*Exercise brief:* Give every line of the records exactly, please, from the first up to and including the one containing "# tag a point on each instance of the green".

*Input:*

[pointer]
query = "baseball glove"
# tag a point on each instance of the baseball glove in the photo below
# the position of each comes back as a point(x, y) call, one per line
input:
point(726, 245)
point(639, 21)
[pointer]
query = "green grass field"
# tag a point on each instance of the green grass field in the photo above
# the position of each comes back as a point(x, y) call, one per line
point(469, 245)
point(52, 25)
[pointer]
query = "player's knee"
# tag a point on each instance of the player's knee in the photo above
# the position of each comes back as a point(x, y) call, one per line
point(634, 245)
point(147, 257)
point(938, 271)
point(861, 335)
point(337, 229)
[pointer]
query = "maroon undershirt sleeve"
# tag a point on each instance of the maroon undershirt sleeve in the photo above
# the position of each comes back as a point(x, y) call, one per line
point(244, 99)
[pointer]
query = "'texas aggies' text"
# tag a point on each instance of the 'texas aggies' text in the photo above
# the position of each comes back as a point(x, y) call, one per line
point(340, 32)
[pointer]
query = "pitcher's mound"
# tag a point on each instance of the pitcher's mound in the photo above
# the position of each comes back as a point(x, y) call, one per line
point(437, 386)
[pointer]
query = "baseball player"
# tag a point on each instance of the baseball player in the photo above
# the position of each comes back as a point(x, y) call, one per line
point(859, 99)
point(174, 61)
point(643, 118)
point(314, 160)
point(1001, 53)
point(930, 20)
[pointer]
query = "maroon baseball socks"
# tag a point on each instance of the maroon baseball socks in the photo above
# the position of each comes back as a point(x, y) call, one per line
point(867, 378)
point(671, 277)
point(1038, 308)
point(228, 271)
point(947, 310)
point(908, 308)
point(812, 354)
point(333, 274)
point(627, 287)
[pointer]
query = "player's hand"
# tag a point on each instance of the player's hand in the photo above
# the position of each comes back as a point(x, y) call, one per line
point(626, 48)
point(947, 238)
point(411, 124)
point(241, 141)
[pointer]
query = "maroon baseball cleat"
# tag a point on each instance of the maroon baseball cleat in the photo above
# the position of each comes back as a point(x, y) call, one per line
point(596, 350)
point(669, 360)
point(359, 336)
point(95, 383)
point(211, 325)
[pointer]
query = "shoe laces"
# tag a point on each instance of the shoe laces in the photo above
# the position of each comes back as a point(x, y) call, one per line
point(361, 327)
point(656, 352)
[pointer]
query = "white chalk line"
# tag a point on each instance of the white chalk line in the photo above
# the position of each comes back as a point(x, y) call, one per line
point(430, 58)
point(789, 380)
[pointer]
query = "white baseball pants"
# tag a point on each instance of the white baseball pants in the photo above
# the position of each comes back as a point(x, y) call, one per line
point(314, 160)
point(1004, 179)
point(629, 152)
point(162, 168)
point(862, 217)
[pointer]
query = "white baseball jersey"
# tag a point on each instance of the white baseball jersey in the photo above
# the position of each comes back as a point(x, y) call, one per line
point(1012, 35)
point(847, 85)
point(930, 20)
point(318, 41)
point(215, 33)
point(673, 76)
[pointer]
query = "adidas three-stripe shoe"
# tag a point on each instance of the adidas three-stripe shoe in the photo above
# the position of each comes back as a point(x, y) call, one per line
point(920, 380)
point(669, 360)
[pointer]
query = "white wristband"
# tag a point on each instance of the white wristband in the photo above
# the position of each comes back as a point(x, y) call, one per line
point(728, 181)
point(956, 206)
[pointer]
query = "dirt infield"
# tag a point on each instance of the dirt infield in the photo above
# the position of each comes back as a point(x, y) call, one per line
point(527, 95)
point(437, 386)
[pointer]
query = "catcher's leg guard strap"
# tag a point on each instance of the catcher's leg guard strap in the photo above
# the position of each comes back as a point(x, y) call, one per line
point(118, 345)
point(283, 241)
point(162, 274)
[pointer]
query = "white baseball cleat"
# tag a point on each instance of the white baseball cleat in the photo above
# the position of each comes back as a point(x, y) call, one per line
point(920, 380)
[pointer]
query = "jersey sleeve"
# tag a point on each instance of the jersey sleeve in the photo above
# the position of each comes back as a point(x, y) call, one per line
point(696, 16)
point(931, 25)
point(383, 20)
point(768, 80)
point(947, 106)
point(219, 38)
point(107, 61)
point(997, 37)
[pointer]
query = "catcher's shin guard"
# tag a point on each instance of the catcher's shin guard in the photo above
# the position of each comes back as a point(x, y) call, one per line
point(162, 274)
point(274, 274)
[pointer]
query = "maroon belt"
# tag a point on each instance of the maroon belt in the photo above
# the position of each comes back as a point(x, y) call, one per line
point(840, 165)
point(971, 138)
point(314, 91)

*Response:*
[pointer]
query = "baseball glove"
# tag a point on each instance of the baseball glove in the photo below
# the position of each comes back as a point(x, y) call, one per line
input:
point(726, 245)
point(639, 21)
[pointer]
query = "green grass field"
# tag a point on each instance of the green grass field in the photo above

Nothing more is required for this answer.